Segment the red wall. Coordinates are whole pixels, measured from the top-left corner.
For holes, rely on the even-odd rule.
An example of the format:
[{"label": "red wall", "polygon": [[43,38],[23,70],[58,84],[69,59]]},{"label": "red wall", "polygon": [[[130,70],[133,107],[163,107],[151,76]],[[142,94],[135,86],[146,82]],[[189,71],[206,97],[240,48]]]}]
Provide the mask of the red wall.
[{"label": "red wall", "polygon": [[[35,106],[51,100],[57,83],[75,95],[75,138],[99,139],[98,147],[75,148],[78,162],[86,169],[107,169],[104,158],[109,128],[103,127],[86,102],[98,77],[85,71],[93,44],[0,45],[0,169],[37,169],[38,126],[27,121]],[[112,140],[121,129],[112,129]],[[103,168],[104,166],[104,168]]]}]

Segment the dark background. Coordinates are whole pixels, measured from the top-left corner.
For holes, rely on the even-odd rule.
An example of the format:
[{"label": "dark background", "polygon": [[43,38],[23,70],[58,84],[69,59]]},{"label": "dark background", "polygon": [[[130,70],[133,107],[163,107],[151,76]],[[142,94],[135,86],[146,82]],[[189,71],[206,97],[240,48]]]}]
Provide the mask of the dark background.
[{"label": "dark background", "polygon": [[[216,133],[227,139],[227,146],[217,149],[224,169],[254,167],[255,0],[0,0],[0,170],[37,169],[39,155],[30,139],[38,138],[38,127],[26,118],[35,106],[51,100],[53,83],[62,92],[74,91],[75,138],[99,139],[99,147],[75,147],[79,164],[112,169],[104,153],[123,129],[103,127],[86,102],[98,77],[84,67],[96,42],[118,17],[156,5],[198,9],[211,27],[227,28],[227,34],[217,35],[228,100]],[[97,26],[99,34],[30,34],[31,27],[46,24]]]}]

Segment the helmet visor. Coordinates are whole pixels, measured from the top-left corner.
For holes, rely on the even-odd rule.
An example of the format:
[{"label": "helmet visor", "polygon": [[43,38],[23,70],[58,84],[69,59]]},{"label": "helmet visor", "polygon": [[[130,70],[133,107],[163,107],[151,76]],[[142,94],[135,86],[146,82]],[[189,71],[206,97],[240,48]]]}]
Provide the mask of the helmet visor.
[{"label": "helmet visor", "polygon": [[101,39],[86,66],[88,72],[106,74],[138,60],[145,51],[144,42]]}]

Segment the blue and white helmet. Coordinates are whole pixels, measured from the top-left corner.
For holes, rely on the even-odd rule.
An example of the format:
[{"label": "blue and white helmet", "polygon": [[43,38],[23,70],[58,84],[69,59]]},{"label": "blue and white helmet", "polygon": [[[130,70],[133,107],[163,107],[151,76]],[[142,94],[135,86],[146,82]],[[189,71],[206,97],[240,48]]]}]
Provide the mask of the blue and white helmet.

═══

● **INSTRUCTIONS FOR THE TASK**:
Retype nothing except the lines from the line holding "Segment the helmet" through the last line of the entries, both included.

● **OUTPUT FOR THIS EXERCISE**:
Segment the helmet visor. Coordinates are whole pixels, measured from the top-left corner.
For holes, rely on the even-odd rule.
An example of the format:
[{"label": "helmet visor", "polygon": [[43,38],[23,70],[58,84],[69,59]]},{"label": "helmet visor", "polygon": [[[130,70],[133,107],[163,107],[151,76]],[[142,94],[135,86],[146,82]],[[189,71],[206,97],[240,48]]]}]
Provide the mask of the helmet visor.
[{"label": "helmet visor", "polygon": [[101,39],[86,66],[88,72],[106,74],[138,60],[145,51],[144,42]]}]

Segment the blue and white helmet. Coordinates are whole pixels, measured from the top-left corner.
For holes, rely on the even-odd rule.
An example of the format:
[{"label": "blue and white helmet", "polygon": [[43,38],[23,70],[58,84],[69,59]]},{"label": "blue and white helmet", "polygon": [[[130,70],[133,107],[163,107],[151,76]],[[142,94],[135,86],[146,82]],[[189,71],[206,97],[240,48]]]}]
Provide the mask of the blue and white helmet.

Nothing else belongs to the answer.